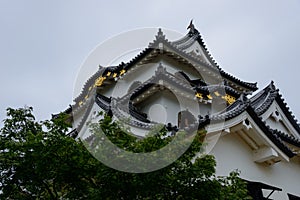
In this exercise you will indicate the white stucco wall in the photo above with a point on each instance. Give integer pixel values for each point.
(232, 153)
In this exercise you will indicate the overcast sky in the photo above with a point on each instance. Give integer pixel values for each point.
(44, 43)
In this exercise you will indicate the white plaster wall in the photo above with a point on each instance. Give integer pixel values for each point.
(232, 153)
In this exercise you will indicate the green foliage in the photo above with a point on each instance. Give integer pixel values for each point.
(38, 160)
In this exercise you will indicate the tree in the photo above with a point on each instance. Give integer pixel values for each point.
(38, 160)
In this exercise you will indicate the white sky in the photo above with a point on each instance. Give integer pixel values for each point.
(43, 43)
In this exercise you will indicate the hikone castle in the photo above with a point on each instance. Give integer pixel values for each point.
(258, 133)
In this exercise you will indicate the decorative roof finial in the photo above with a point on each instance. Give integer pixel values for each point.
(192, 28)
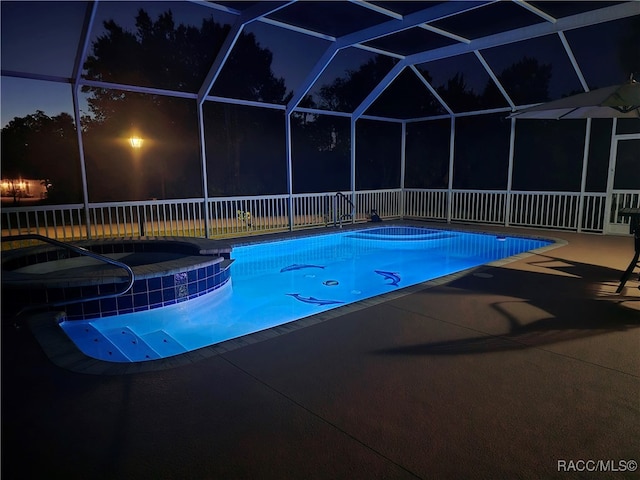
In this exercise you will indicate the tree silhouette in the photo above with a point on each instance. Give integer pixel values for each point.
(163, 55)
(344, 94)
(41, 147)
(525, 82)
(458, 96)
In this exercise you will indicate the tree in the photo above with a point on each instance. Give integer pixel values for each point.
(41, 147)
(163, 55)
(525, 82)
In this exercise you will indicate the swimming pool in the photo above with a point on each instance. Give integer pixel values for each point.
(278, 282)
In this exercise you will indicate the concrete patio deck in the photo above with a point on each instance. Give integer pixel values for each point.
(505, 372)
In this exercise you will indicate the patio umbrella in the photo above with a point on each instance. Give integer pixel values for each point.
(619, 101)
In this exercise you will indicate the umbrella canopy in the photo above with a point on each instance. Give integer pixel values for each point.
(619, 101)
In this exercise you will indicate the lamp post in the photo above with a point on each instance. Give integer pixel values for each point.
(135, 141)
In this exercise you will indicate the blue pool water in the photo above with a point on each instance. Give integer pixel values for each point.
(277, 282)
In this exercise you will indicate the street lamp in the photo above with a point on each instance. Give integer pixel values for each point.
(135, 141)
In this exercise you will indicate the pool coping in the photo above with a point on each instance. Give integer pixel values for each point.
(61, 350)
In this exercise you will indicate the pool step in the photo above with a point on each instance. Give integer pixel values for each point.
(122, 344)
(134, 347)
(163, 343)
(93, 343)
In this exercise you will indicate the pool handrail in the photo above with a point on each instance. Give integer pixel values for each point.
(81, 251)
(344, 215)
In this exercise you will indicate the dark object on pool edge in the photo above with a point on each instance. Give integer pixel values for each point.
(393, 276)
(297, 266)
(314, 300)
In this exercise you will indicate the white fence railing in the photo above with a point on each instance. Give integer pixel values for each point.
(623, 199)
(478, 206)
(425, 203)
(235, 216)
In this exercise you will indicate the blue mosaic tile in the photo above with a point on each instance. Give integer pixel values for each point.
(108, 288)
(155, 297)
(139, 286)
(125, 302)
(108, 304)
(92, 308)
(55, 294)
(140, 299)
(182, 291)
(154, 283)
(168, 294)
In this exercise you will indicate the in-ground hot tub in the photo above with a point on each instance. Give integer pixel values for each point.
(166, 271)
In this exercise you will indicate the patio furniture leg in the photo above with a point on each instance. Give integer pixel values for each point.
(628, 272)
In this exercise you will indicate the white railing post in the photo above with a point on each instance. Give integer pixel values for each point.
(583, 178)
(507, 202)
(452, 136)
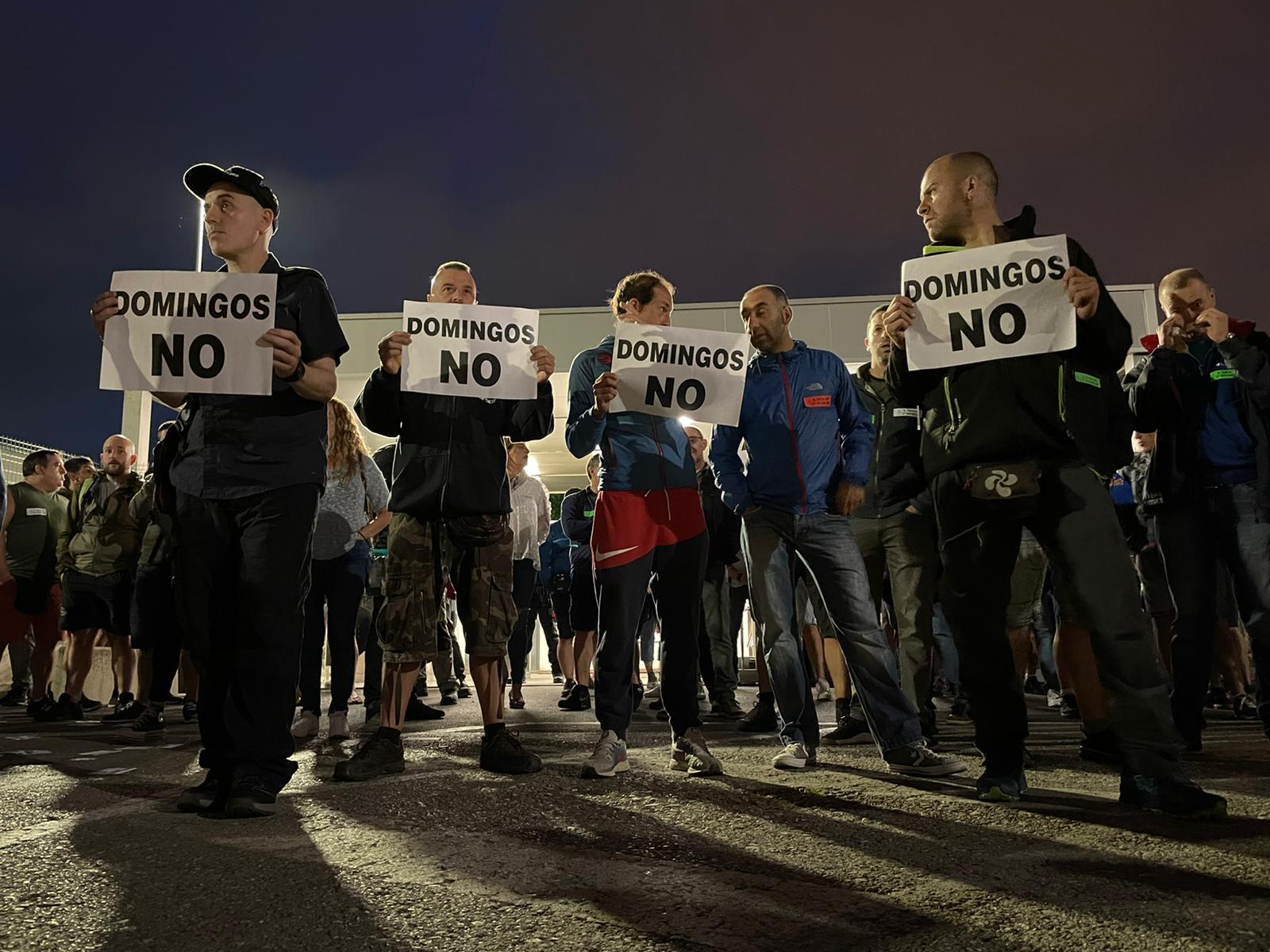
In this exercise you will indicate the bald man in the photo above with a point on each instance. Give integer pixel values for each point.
(1045, 420)
(97, 556)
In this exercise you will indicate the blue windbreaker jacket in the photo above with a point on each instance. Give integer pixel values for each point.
(806, 429)
(639, 452)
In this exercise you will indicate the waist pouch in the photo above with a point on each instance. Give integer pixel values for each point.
(1003, 482)
(475, 531)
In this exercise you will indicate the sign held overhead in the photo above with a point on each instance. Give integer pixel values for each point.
(679, 371)
(190, 333)
(470, 351)
(987, 304)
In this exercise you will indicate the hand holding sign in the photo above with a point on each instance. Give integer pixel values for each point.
(605, 391)
(899, 317)
(1083, 291)
(286, 351)
(544, 361)
(391, 352)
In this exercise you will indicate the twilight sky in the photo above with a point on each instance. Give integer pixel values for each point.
(559, 145)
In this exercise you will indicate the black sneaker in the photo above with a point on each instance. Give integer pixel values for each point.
(418, 711)
(378, 757)
(1176, 797)
(761, 717)
(502, 753)
(248, 799)
(849, 731)
(200, 799)
(18, 696)
(69, 710)
(42, 708)
(1102, 747)
(149, 721)
(578, 700)
(129, 711)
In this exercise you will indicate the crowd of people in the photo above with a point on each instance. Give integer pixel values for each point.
(1124, 575)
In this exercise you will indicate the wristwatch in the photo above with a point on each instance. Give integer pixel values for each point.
(296, 376)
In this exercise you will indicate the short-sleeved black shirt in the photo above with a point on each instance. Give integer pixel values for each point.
(241, 446)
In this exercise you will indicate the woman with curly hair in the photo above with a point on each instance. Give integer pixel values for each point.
(351, 513)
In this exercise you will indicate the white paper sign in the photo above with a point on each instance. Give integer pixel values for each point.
(986, 304)
(470, 351)
(190, 333)
(679, 372)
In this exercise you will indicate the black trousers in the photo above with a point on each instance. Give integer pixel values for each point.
(1229, 527)
(677, 573)
(525, 579)
(1076, 524)
(337, 587)
(241, 581)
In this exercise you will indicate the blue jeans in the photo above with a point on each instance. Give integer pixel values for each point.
(821, 547)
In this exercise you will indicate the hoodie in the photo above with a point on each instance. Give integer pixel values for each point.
(1045, 408)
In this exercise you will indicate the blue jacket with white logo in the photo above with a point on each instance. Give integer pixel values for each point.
(806, 428)
(641, 452)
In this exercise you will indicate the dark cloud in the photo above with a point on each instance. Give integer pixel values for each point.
(559, 145)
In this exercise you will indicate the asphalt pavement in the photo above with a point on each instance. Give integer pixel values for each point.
(448, 857)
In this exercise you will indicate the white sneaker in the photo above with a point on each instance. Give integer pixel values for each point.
(607, 759)
(338, 727)
(691, 755)
(305, 725)
(794, 757)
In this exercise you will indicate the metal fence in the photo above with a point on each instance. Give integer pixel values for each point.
(14, 451)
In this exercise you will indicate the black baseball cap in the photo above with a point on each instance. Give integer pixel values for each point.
(201, 178)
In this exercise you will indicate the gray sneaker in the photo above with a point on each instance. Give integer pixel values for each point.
(691, 755)
(794, 757)
(607, 759)
(920, 761)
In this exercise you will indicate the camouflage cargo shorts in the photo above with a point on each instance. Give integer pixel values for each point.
(413, 592)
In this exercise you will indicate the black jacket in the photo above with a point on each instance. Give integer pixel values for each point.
(577, 514)
(450, 457)
(1168, 395)
(895, 479)
(722, 524)
(1022, 408)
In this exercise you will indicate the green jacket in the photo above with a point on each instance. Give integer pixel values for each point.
(102, 535)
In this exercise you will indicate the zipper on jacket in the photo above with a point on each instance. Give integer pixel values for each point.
(954, 416)
(789, 404)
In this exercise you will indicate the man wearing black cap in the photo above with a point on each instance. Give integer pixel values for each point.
(247, 473)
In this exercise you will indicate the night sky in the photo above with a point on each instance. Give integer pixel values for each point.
(556, 146)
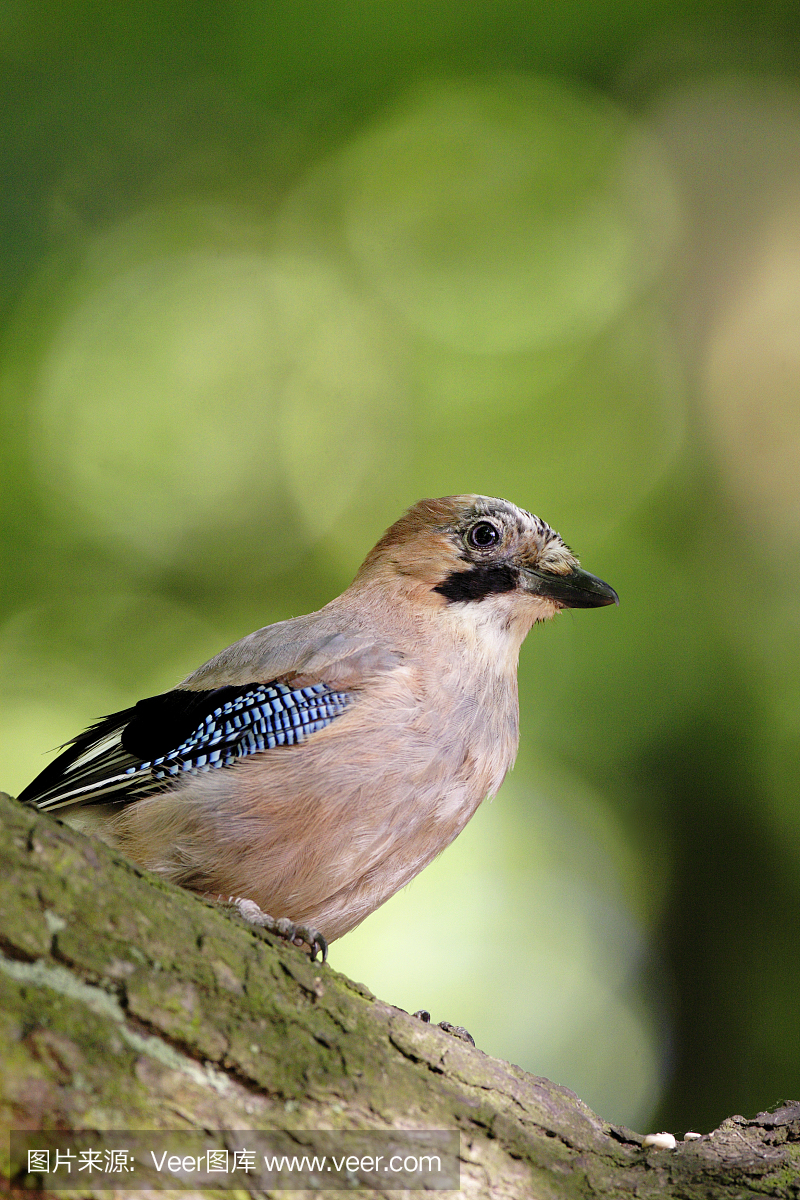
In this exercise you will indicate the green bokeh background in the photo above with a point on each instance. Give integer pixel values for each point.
(271, 273)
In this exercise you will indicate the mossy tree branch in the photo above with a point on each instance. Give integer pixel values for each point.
(130, 1003)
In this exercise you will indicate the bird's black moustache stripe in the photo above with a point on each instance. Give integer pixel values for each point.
(481, 581)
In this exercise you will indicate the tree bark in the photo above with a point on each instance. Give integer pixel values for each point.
(127, 1003)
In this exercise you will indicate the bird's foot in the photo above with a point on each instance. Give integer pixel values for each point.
(290, 930)
(457, 1031)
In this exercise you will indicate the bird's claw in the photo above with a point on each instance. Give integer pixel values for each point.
(457, 1031)
(284, 928)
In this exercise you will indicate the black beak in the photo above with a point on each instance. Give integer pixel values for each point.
(578, 589)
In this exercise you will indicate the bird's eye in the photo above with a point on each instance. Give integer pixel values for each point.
(482, 535)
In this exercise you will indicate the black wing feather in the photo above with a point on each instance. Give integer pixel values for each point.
(146, 748)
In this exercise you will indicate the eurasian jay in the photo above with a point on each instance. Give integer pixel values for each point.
(314, 767)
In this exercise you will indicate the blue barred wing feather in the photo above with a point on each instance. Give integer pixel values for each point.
(163, 738)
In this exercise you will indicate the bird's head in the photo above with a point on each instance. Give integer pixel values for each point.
(485, 557)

EXERCISE REQUIREMENTS = Please output exactly the lines from the line containing "In this exercise you will indicate the man" through the last line of the records above, both included, and leave out any pictures.

RESULT =
In this exercise you will indicate the man wearing black cap in the photo above with a point on each instance. Give integer pixel values for each point.
(247, 473)
In this exercise you will indicate the night sky in the photo above with a point on each instance. Give integer pixel values for each point.
(556, 146)
In this exercise you will indicate the green bokeh background in the photo above with a point on each instance. Give integer pixel values for each point.
(271, 273)
In this exercise you will indicate the mossy tree branch in the photo above with a point on each instance. Give integer pixel values for each point.
(130, 1003)
In this exercise you will indicate the bird's black moustache stripe in the photo above with a point on each instance. Give integer pixel values for each point.
(481, 581)
In this exercise you will indicate the tree bark in the photo above with a point on each instance. Give integer pixel values for each point.
(127, 1003)
In this exercise you will indicate the bird's foot in the photo above with a point on each instance. Give integer pixel values for each point.
(290, 930)
(457, 1031)
In this exercise you will indicate the bird's claw in the photo above with a point on each instance. Give integer pixel values for each point.
(457, 1031)
(284, 928)
In this exercise you will indicate the black beak in the photo above with a point on each instance. Give integer pixel values for each point.
(578, 589)
In this exercise you will indicate the bird's eye in the photo above with a point on each instance. Give integer pixel values for each point.
(482, 535)
In this exercise you will indicate the black wing feather in the photo above with a point on each instance. Give integer pixel values for each point.
(146, 748)
In this exercise you will indicate the eurasian jay in the photo above with a point on each instance. Give integer pixel values for each point.
(314, 767)
In this exercise you will indicate the blue barred wing feather in the photo above with a point on each instance. Give integer pixel values for each point.
(163, 738)
In this exercise you will indicate the bird's head in the photo above with a point on each instance. Give integer pixel values for each point.
(485, 557)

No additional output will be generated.